Document passage:
- Opening Delimiter -

Civil trial evidence standard
Just like in a criminal trial, a judge or jury needs to be sure the defendant is liable in a civil lawsuit. But the standard is slightly different. In a civil proceeding, the plaintiff must show that the defendant is liable by a preponderance of the evidence. That means the event was more likely than not to have occurred, or that 51% of the evidence favors the plaintiff’s outcome.
In Simpson’s criminal trial, the jury found that the evidence was insufficient to prove beyond a reasonable doubt that he committed the murders. However, the jury in the subsequent civil trial determined that a preponderance of the evidence indicated that he was liable for the deaths of Nicole Brown Simpson and Ron Goldman.
Outcome of civil vs. criminal cases
When you bring a personal injury civil lawsuit, there’s only one remedy: money.
No matter what you’re suing for, whether it’s a contract dispute where you lost money or a personal physical injury, the only thing the court will award in a civil suit is financial damages.
Damages can be economic, non-economic, or punitive. The court will determine whether the defendant was liable, or at fault, for the harm. If so, the defendant will be ordered to pay the plaintiff a sum of money.
In some states, plaintiffs and defendants can be found to both have a percentage of liability. Sometimes that means the plaintiff receives a reduced damage award, based on the amount of liability.
The legal intent behind the civil court system is to make a plaintiff whole. In other words, the process is designed to restore you to the position you were in before the harm occurred. The court can’t take away your personal physical injury or bring back a lost loved one, but it can help you to recoup money spent on medical treatment, lost wages, and other financial losses.
In a criminal case, the outcome will be a punishment if the defendant is found guilty. Unlike civil cases, a defendant can’t be partially responsible, and there’s no sharing of liability. There’s a possibility that a defendant can be found guilty on some charges but not others, even when related to the same action.
If the victim participated in the crime in any way, the charges might be reduced or the sentence could be lighter. But the victim wouldn’t benefit financially or otherwise based on a defendant’s guilt or innocence. If the prosecutor believes that the victim also committed a crime, they’d be charged for their actions in a separate proceeding.
There’s a range of possibilities for how a criminal defendant can be sentenced. It’s often at the judge’s discretion and based on the severity of the crime, but there are sentencing guidelines and minimums or maximums for certain charges. The sentencing requirements will vary based on the state where the crime is tried. Generally, a sentence entails either a fine, probation, community service, or imprisonment. There can be other penalties, too, like house arrest, or restriction or loss of a driver’s license.

- Closing Delimiter -

What the task asks: Using the passage on civil and criminal trials, state the only thing a court will award in a civil suit.

Source material:
- Opening Delimiter -

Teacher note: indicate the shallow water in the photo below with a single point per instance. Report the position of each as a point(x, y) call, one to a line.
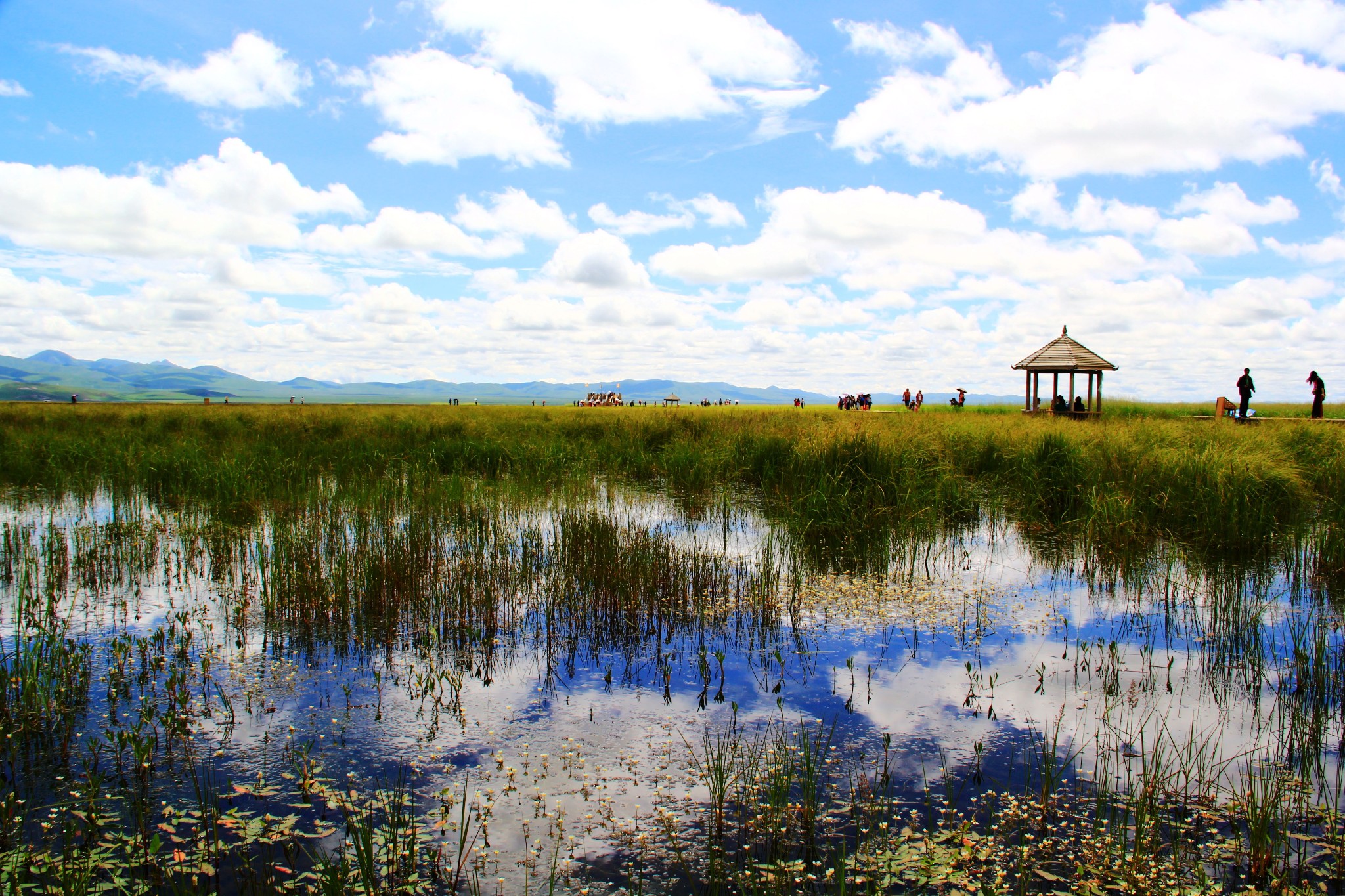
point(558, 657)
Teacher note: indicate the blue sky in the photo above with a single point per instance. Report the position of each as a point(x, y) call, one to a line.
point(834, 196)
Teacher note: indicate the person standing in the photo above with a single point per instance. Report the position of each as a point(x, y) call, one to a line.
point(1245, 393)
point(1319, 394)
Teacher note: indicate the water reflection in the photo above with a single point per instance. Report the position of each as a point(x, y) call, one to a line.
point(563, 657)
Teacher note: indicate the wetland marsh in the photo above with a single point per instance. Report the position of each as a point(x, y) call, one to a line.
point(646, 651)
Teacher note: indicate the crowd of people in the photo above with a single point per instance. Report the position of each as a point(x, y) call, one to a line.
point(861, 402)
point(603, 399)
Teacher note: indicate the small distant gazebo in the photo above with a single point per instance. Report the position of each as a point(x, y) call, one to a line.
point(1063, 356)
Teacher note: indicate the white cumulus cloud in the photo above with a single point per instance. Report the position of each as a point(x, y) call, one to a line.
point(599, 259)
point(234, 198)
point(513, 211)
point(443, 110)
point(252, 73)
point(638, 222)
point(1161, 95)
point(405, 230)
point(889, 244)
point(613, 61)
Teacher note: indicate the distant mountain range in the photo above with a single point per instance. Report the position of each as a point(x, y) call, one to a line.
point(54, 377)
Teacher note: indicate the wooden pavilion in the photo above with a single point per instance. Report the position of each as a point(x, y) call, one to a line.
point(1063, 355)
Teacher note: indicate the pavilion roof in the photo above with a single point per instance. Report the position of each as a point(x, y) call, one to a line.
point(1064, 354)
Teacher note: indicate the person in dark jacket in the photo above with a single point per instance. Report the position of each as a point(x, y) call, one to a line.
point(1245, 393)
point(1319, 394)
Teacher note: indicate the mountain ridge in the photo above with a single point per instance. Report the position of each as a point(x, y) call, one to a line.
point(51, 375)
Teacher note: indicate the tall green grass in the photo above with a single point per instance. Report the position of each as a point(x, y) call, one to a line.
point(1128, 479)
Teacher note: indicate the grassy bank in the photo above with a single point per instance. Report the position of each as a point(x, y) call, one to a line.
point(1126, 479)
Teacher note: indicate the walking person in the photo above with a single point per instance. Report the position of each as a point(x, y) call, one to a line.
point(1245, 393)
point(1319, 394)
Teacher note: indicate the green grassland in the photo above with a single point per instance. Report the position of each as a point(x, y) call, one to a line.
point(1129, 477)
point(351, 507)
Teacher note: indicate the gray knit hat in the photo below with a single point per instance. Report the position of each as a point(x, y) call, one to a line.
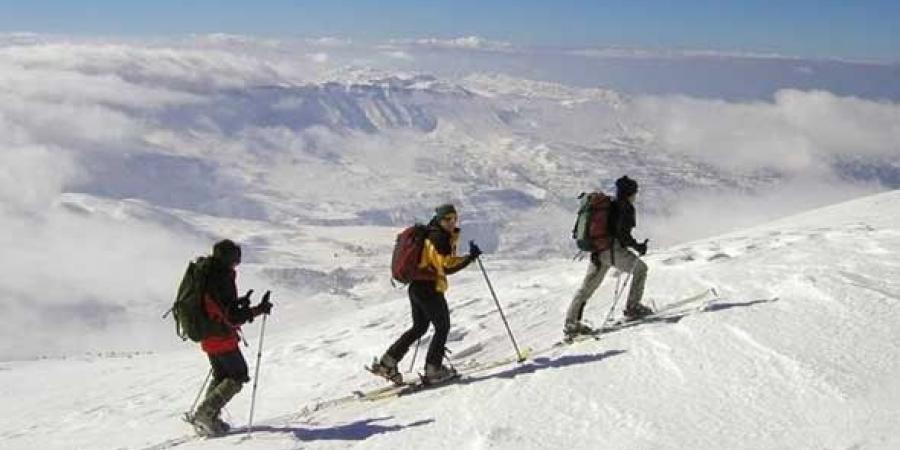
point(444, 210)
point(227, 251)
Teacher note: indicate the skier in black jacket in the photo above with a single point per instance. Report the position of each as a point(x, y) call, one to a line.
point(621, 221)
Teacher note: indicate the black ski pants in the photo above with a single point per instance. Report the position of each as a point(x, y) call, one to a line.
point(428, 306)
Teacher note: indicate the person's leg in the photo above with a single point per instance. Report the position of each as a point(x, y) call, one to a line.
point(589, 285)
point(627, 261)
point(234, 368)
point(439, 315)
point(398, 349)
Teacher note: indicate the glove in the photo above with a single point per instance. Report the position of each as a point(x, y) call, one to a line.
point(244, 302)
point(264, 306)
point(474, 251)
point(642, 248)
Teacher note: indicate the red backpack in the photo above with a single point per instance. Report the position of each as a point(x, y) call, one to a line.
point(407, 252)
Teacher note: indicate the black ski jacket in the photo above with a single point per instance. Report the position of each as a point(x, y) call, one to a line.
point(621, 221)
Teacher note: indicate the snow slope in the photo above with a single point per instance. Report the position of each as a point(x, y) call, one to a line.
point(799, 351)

- Closing Delimiter -
- Opening Delimiter -

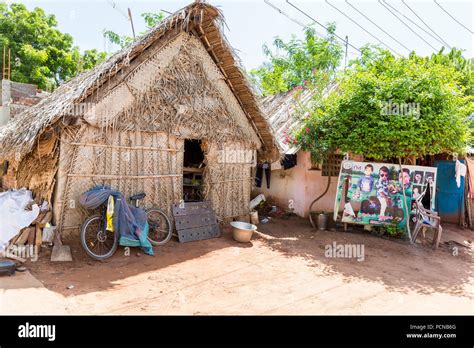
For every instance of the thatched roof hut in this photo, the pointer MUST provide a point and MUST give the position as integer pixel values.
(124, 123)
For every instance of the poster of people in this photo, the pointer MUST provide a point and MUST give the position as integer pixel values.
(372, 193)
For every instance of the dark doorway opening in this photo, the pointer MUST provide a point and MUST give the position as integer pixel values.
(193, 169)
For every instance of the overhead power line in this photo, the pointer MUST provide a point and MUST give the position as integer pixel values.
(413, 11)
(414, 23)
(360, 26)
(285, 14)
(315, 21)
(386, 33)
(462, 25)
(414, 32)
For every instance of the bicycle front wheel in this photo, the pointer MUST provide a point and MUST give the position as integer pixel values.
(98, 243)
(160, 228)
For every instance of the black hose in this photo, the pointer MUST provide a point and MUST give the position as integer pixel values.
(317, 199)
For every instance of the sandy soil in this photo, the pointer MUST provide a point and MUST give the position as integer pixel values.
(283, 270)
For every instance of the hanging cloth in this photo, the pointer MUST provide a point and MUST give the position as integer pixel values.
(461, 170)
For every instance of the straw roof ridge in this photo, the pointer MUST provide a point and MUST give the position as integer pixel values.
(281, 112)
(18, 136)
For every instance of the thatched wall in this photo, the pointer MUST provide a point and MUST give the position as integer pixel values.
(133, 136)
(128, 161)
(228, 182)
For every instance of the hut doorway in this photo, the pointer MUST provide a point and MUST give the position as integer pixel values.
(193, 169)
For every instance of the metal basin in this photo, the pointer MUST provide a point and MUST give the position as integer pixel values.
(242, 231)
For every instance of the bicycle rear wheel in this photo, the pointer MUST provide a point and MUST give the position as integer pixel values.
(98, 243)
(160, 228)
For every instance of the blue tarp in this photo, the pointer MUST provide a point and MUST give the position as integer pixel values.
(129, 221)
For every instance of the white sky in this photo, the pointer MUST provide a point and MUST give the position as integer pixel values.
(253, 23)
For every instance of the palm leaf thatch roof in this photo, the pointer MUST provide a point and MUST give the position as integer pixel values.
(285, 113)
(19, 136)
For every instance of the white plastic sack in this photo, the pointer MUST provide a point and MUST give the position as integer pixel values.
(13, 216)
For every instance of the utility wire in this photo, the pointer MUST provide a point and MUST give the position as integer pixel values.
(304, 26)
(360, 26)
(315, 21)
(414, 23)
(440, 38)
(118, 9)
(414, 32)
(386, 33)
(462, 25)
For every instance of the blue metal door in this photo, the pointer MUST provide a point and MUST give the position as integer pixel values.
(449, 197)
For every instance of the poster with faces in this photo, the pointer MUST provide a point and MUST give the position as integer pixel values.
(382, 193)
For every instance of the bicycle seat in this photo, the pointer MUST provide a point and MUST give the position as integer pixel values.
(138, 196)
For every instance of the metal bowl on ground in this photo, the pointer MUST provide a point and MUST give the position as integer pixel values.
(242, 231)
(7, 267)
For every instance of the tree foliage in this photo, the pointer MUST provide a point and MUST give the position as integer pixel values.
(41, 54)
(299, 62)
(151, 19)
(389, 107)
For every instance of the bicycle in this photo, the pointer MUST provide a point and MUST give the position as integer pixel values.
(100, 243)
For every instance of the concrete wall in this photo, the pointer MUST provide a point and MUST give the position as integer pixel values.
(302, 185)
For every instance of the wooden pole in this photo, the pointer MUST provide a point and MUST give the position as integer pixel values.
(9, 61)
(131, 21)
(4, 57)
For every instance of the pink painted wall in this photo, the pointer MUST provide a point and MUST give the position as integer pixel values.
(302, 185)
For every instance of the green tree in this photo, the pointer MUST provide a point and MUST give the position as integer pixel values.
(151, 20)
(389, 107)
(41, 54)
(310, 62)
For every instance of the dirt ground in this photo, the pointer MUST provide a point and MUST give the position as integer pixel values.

- Closing Delimiter -

Task solution: Financial damages.